═══ Quoted passage

Each International Women's Day I am faced with the challenge between celebration and frustration. Celebration in how far women and girls' rights have advanced from our right to vote, but equally frustrated in how slow and cyclical this progress has been.
In 2021, we still live in a world where 1 in 3 women experience physical and sexual abuse. "Half of women killed worldwide were killed by their partners or family, and violence perpetrated against women is as common a cause of death and incapacity for those of reproductive age, as cancer, and a greater cause of ill health than road accidents and malaria combined."*
This isn't just happening 'over there' in somewhere far outside of your control and influence. It is happening in all spaces, at all times to all types of women and girls. We are all to reminded by the murder of Sarah Everard violence can happen even by walking home at night. Physical and sexual violence is only one small part of the story when we include everyday sexism into the mix: the gender pay gap, sexual harassment and the world systematically designed to give advantages to white, cis, heterosexual males.

══════
═══ Records

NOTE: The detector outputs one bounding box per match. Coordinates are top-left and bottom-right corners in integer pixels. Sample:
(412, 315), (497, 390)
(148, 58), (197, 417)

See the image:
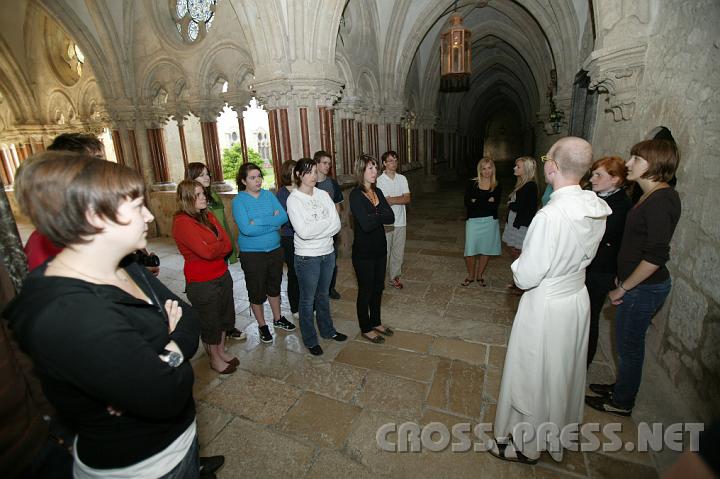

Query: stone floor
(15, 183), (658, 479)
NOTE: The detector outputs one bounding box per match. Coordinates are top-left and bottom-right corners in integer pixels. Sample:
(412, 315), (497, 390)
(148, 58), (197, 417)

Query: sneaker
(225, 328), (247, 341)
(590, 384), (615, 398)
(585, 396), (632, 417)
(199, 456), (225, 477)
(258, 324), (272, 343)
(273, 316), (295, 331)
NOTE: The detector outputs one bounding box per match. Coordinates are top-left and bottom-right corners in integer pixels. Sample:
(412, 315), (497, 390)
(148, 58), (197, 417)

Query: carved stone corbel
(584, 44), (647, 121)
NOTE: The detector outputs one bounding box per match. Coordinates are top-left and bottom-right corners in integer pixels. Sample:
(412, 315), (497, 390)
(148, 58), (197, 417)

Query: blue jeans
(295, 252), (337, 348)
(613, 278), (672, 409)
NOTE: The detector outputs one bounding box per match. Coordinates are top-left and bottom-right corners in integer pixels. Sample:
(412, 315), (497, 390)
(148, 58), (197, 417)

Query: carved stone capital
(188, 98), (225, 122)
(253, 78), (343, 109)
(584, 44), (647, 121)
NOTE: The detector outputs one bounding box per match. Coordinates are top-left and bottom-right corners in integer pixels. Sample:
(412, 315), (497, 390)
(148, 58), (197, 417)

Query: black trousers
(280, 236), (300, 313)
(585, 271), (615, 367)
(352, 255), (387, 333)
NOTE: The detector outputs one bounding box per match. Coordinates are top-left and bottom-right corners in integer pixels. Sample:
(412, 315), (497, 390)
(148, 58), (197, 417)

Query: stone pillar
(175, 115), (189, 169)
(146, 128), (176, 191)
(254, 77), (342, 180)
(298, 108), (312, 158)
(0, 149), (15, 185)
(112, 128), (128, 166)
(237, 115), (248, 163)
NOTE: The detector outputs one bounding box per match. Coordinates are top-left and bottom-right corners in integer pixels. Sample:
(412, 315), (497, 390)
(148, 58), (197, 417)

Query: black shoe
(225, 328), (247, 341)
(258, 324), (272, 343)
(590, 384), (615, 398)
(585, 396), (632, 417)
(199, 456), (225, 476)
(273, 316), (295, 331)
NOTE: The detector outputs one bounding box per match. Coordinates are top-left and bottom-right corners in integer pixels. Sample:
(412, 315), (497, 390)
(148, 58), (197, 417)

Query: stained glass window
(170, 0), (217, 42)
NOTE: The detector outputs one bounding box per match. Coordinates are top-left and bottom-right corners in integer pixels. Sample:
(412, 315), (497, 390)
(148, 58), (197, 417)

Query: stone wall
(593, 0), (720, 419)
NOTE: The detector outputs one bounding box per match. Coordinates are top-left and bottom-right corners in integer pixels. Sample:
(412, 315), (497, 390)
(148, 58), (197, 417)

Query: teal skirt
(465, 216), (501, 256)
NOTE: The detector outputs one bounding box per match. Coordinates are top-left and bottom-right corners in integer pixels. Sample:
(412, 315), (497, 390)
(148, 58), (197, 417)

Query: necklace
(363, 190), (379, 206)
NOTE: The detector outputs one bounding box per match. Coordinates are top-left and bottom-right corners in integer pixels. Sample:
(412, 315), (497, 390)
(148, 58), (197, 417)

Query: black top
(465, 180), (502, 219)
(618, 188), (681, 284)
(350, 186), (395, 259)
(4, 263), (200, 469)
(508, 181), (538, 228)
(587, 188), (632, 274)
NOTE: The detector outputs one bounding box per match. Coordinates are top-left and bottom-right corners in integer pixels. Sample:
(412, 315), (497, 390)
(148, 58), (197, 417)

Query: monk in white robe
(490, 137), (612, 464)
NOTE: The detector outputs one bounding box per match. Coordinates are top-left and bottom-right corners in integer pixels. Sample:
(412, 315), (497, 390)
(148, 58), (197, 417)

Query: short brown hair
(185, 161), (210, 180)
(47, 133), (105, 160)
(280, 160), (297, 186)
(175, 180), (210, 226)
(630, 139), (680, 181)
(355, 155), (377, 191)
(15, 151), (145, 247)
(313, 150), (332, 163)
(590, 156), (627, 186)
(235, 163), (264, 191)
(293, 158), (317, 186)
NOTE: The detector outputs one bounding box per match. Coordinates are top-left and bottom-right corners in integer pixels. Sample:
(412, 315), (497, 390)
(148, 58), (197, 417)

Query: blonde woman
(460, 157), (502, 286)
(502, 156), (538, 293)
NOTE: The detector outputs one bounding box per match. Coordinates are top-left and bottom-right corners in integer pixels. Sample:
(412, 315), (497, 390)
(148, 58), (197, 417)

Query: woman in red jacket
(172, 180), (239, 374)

══════
═══ Records

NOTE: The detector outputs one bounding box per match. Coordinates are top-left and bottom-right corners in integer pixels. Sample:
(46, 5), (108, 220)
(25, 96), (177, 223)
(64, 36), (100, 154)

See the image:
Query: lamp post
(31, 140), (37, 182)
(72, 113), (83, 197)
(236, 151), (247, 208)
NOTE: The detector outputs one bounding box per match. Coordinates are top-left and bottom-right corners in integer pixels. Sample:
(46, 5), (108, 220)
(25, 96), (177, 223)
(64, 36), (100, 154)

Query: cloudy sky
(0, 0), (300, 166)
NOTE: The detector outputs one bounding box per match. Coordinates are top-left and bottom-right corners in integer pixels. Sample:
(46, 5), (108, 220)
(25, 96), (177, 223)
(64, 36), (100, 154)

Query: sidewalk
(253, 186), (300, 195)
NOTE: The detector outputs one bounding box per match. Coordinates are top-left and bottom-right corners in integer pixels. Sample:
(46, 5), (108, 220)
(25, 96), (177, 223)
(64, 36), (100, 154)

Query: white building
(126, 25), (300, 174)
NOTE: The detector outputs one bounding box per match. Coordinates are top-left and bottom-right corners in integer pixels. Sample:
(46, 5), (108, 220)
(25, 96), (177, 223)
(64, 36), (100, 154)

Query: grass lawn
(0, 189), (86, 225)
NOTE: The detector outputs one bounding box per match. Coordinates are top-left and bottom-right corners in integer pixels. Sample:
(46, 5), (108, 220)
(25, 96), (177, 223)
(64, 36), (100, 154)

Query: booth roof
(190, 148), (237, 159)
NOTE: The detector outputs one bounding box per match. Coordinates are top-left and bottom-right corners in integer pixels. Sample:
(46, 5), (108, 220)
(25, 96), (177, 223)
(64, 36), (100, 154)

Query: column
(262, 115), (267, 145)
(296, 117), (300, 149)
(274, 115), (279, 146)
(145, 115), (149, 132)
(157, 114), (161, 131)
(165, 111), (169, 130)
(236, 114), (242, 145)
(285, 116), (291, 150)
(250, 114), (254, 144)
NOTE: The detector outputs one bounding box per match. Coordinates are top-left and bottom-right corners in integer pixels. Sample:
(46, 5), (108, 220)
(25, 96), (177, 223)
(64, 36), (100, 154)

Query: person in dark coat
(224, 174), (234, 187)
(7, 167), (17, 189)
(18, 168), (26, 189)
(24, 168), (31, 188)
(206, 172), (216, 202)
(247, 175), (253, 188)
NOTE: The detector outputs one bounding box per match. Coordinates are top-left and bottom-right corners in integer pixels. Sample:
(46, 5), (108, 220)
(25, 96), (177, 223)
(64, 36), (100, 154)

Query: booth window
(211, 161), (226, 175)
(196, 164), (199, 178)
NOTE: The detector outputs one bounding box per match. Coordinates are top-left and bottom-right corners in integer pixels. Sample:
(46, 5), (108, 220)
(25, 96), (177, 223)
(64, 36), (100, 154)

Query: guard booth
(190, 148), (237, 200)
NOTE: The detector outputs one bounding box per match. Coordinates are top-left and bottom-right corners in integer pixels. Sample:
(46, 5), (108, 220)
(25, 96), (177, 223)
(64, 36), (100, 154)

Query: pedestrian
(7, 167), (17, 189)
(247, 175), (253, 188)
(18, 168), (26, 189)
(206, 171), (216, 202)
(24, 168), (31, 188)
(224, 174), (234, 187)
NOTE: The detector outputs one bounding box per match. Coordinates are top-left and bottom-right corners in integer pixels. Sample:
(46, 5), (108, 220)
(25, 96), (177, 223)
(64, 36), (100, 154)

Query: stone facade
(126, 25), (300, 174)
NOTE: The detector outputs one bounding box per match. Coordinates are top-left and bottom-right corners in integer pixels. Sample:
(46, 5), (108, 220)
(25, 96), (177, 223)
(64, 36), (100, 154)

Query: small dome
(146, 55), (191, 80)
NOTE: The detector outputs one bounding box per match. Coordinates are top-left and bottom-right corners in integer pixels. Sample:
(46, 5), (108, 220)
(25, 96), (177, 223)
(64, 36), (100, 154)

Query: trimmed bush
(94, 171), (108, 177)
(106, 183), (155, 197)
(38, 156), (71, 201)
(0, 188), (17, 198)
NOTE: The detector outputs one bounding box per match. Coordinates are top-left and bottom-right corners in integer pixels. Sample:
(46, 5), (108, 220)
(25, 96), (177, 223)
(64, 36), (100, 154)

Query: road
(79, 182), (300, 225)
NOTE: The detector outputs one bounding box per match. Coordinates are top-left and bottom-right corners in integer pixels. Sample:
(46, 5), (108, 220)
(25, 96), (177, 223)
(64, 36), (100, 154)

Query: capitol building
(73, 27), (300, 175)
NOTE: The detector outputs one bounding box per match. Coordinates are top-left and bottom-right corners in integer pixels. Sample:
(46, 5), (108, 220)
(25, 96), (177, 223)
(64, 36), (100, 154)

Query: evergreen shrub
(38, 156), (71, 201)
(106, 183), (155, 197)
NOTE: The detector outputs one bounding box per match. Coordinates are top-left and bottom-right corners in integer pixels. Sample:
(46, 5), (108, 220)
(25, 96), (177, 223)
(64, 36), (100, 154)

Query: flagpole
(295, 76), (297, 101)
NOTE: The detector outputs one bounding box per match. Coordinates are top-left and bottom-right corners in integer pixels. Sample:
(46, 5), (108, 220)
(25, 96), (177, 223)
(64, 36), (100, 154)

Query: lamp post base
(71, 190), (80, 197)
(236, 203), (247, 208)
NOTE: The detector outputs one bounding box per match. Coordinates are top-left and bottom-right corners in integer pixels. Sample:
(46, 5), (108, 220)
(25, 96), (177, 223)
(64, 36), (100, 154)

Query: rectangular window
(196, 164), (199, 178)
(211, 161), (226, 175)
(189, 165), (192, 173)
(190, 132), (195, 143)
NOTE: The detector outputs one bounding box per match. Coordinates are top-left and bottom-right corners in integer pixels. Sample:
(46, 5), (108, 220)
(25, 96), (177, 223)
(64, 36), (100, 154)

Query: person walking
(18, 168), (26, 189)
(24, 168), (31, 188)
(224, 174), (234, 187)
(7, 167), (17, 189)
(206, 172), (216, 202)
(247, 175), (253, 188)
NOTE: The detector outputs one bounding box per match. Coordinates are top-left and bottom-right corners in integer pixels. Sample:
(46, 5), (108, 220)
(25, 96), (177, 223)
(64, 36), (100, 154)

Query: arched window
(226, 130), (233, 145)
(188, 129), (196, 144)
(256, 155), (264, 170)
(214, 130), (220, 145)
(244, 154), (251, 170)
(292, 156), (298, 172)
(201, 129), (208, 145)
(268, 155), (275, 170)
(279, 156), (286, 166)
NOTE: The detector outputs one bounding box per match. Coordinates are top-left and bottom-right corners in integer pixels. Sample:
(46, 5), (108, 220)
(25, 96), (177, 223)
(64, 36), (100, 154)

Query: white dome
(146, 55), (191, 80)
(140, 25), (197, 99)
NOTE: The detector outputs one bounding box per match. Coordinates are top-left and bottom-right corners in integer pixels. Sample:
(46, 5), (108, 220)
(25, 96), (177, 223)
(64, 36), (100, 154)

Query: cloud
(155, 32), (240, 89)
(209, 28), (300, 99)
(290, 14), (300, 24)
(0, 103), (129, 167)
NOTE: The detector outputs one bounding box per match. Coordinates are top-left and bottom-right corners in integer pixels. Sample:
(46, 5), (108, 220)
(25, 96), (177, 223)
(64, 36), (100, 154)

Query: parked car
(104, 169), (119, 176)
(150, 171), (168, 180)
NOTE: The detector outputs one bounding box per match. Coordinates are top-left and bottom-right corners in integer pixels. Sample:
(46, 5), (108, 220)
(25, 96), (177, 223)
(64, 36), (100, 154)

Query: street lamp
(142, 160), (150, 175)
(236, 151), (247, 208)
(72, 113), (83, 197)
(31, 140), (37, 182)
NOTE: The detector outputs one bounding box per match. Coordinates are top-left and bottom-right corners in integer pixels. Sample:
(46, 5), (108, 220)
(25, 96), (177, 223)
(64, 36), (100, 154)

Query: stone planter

══════

#### [The problem]
Can you write the next paragraph of the International Women's Day essay, starting after its last sentence? The entries here are drawn from a separate source and have nothing to do with the essay on International Women's Day.

#### [Exercise result]
Today, I celebrate, reflect and commit to doing more. More for womxn who weren’t born female, women with disabilities, women from different ethnicities, women of all sexualities, women with any intersection with makes the more marginalised and their lives so much more difficult. What more can I do to challenge this reality? How can I dismantle these structures through my own education, growing myself and listening to more intersectional voices to learn to change the things I don't know?
How will you commit to the changes in yourself to make the actions possible to do better for others?